GIVEN REQUEST: Please rewrite every line of the entries, starting at the beginning and going on through the line with "116, 159, 228, 430". Shift each bounding-box coordinate in the answers by adding 137, and leave all other lines unchanged.

(Saved dataset items)
BEGIN

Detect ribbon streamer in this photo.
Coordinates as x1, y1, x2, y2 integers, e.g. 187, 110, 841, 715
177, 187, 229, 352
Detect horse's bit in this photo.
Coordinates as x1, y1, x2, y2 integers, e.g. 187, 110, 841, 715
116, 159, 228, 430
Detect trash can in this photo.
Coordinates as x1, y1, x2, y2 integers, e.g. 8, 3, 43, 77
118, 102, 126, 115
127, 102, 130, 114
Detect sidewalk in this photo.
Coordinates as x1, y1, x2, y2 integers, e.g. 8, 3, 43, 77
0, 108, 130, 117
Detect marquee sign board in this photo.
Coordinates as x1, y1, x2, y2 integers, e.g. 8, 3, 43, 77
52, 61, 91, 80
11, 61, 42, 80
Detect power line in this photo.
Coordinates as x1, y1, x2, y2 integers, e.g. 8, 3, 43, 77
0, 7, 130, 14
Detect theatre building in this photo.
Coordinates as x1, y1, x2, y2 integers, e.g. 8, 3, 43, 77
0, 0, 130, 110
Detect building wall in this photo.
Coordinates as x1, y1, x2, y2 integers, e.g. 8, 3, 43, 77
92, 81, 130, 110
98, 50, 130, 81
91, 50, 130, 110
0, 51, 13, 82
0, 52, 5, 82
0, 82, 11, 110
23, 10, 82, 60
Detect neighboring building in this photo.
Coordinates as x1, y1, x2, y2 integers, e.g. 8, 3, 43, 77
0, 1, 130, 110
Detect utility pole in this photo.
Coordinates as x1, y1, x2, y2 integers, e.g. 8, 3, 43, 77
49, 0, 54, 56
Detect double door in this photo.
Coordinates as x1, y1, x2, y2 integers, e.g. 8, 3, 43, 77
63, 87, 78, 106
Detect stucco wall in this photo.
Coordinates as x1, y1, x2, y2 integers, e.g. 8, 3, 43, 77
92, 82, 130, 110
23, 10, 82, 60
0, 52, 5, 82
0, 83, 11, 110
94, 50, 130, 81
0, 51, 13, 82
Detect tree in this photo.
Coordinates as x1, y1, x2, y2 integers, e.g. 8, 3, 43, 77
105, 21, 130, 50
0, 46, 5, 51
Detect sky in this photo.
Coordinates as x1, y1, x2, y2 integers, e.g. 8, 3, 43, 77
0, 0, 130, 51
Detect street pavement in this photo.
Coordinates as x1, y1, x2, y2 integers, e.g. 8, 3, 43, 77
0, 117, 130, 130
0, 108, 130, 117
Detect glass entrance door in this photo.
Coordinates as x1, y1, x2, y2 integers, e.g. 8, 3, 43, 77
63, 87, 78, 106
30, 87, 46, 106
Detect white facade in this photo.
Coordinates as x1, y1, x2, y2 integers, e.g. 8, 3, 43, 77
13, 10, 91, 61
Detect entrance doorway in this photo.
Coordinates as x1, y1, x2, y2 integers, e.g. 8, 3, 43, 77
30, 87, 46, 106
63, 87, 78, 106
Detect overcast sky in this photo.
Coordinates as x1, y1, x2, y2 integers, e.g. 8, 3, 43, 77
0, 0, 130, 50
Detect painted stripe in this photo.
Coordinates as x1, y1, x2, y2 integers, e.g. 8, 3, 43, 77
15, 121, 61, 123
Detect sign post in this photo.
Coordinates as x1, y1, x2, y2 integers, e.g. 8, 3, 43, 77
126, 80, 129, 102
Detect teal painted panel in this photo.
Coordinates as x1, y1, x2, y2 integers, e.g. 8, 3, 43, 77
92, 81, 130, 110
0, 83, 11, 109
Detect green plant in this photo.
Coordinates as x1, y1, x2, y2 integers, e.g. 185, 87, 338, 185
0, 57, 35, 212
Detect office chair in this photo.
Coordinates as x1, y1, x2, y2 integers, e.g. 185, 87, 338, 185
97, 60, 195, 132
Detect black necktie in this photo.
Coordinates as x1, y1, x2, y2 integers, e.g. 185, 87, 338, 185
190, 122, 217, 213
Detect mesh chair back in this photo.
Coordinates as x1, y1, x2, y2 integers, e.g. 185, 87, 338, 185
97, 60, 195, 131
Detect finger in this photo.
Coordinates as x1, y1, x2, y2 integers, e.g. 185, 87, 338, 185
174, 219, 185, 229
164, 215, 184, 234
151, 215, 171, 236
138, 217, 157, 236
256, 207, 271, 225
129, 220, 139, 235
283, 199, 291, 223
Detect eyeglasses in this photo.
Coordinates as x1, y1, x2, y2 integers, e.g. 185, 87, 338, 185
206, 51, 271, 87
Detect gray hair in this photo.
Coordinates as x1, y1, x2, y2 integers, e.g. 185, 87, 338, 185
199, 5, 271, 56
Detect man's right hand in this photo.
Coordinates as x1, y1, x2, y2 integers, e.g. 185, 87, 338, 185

END

TASK SOLUTION:
Detect ribbon streamer in this photo.
Coordinates as x1, y1, x2, y2 integers, e.g. 187, 110, 841, 715
314, 324, 366, 489
Detect horse's bit in this photo.
Coordinates as x1, y1, x2, y2 integers, e.g. 187, 110, 841, 715
253, 296, 365, 567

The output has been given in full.